### Work instructions
Please return all lines from the records below that include the string "table".

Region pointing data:

Content starts

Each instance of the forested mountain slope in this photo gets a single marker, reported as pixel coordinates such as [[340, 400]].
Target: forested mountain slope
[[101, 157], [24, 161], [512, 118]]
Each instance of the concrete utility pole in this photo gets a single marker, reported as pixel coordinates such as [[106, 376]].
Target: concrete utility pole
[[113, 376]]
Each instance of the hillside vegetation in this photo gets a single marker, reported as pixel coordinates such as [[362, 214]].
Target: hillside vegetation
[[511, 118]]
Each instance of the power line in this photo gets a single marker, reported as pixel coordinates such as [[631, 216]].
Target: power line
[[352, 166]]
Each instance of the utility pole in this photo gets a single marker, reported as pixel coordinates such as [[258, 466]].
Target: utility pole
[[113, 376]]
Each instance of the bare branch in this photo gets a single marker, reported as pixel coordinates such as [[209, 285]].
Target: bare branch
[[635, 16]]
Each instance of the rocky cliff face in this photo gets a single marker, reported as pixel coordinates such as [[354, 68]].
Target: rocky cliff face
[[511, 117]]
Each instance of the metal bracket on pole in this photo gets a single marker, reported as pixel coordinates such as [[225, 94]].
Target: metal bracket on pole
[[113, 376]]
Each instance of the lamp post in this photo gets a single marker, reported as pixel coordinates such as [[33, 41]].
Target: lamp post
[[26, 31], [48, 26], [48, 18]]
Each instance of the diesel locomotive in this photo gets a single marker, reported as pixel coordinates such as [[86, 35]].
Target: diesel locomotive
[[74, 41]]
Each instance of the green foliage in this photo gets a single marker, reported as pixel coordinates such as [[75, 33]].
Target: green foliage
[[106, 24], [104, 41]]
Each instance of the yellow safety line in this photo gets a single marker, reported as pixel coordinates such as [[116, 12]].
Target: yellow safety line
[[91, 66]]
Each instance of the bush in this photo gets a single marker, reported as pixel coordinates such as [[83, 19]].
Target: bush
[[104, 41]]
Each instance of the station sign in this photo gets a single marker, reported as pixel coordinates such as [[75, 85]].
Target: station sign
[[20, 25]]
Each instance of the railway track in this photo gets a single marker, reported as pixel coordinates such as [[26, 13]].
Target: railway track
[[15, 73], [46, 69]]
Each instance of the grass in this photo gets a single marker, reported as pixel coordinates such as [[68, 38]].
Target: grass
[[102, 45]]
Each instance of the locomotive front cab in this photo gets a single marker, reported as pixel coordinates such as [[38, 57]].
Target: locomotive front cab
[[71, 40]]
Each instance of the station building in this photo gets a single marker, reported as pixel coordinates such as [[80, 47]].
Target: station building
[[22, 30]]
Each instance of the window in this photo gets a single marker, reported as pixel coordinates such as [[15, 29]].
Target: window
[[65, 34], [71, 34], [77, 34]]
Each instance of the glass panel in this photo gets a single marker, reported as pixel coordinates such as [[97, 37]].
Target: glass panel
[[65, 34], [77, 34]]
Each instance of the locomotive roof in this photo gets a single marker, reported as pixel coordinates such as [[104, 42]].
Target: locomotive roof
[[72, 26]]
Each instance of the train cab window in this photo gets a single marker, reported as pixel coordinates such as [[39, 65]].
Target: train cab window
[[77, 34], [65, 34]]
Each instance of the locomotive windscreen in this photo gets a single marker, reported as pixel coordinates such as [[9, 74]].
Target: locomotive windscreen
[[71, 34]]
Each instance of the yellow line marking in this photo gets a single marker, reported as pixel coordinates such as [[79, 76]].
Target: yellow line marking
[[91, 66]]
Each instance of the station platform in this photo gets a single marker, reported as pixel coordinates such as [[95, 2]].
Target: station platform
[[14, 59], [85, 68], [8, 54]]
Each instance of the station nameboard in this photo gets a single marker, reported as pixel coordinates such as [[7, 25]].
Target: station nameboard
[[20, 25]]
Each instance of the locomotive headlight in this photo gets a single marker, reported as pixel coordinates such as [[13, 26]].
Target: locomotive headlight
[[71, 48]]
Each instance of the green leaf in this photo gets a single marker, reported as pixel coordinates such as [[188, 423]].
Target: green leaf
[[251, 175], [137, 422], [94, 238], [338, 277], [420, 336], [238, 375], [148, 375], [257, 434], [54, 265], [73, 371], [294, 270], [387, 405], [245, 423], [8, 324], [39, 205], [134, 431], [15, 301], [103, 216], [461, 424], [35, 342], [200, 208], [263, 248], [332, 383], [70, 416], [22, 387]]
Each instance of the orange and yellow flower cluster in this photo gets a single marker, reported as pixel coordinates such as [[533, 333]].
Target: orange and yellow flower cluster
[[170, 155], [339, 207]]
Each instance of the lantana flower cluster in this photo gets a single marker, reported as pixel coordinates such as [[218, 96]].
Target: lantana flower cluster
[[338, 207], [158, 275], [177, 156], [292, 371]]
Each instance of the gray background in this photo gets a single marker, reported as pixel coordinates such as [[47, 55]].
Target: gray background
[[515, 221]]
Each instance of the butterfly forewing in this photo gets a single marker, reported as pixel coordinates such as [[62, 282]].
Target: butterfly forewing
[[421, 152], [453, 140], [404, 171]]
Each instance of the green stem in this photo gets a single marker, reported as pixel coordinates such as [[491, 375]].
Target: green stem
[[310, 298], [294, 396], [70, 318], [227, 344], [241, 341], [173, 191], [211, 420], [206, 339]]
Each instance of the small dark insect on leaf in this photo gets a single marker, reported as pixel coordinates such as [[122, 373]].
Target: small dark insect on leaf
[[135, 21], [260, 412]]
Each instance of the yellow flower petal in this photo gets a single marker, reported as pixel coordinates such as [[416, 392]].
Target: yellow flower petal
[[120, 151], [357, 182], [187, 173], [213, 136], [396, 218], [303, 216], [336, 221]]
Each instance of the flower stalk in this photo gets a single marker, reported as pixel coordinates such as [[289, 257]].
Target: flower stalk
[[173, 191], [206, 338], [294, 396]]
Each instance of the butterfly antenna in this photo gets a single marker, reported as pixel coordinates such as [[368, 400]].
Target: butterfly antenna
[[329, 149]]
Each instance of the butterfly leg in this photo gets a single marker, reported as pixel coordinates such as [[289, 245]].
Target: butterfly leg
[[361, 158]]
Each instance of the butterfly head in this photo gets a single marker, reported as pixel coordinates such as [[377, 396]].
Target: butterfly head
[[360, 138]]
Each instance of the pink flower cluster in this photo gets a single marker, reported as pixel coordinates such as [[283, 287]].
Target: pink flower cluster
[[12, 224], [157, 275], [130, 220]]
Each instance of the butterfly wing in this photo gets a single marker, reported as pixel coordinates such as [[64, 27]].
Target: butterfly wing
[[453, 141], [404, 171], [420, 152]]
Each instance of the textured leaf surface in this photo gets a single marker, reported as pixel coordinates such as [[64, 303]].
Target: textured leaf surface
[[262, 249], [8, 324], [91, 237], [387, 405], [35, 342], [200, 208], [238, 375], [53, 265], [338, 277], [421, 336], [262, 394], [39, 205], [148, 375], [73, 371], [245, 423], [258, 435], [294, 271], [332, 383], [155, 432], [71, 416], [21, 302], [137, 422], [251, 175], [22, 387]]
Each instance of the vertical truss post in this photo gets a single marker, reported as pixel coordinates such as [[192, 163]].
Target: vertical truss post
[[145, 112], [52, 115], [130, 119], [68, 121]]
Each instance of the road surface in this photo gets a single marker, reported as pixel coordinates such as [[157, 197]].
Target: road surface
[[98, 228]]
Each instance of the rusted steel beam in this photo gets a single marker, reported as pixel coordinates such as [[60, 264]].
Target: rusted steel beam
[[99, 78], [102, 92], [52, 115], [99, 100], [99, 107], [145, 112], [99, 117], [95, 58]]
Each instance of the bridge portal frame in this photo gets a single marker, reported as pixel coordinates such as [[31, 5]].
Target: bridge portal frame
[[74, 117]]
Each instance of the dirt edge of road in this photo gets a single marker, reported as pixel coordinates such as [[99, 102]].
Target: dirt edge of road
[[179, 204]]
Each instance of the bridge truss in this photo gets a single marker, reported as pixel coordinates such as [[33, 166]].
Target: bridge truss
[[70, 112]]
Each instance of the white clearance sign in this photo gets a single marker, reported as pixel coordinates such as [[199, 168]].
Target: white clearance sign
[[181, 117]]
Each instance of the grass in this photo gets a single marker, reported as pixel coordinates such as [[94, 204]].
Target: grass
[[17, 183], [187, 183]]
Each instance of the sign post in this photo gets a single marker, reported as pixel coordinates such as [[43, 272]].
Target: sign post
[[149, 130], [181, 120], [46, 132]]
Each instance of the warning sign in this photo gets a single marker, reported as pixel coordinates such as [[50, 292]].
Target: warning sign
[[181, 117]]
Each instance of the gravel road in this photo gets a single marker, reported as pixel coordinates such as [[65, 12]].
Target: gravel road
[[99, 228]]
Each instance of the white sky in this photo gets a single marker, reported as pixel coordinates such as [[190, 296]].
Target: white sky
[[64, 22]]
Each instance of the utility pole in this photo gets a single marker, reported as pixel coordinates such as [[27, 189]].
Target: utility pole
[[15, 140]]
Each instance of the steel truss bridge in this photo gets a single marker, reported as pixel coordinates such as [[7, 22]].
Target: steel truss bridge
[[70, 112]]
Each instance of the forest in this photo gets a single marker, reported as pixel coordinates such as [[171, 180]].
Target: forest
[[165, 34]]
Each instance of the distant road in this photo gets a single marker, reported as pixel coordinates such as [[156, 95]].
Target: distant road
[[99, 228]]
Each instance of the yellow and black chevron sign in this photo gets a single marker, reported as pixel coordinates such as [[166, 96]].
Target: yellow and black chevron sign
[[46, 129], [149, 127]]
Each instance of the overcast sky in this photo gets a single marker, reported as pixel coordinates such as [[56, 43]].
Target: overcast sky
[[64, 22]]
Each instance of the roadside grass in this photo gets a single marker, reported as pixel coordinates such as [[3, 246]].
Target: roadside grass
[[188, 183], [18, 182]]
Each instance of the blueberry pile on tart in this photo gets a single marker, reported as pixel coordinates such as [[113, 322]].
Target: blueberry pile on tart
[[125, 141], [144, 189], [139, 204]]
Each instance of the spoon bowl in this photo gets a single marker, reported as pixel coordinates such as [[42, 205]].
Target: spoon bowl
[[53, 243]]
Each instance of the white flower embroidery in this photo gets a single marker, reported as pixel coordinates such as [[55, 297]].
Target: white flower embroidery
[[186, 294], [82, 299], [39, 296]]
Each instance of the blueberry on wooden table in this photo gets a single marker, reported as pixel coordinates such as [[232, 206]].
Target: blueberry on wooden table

Content ends

### Answer to this exercise
Each instance of the blueberry on wooden table in this photo gets a single marker, reported as pixel coordinates such as [[232, 206]].
Target: blueberry on wooden table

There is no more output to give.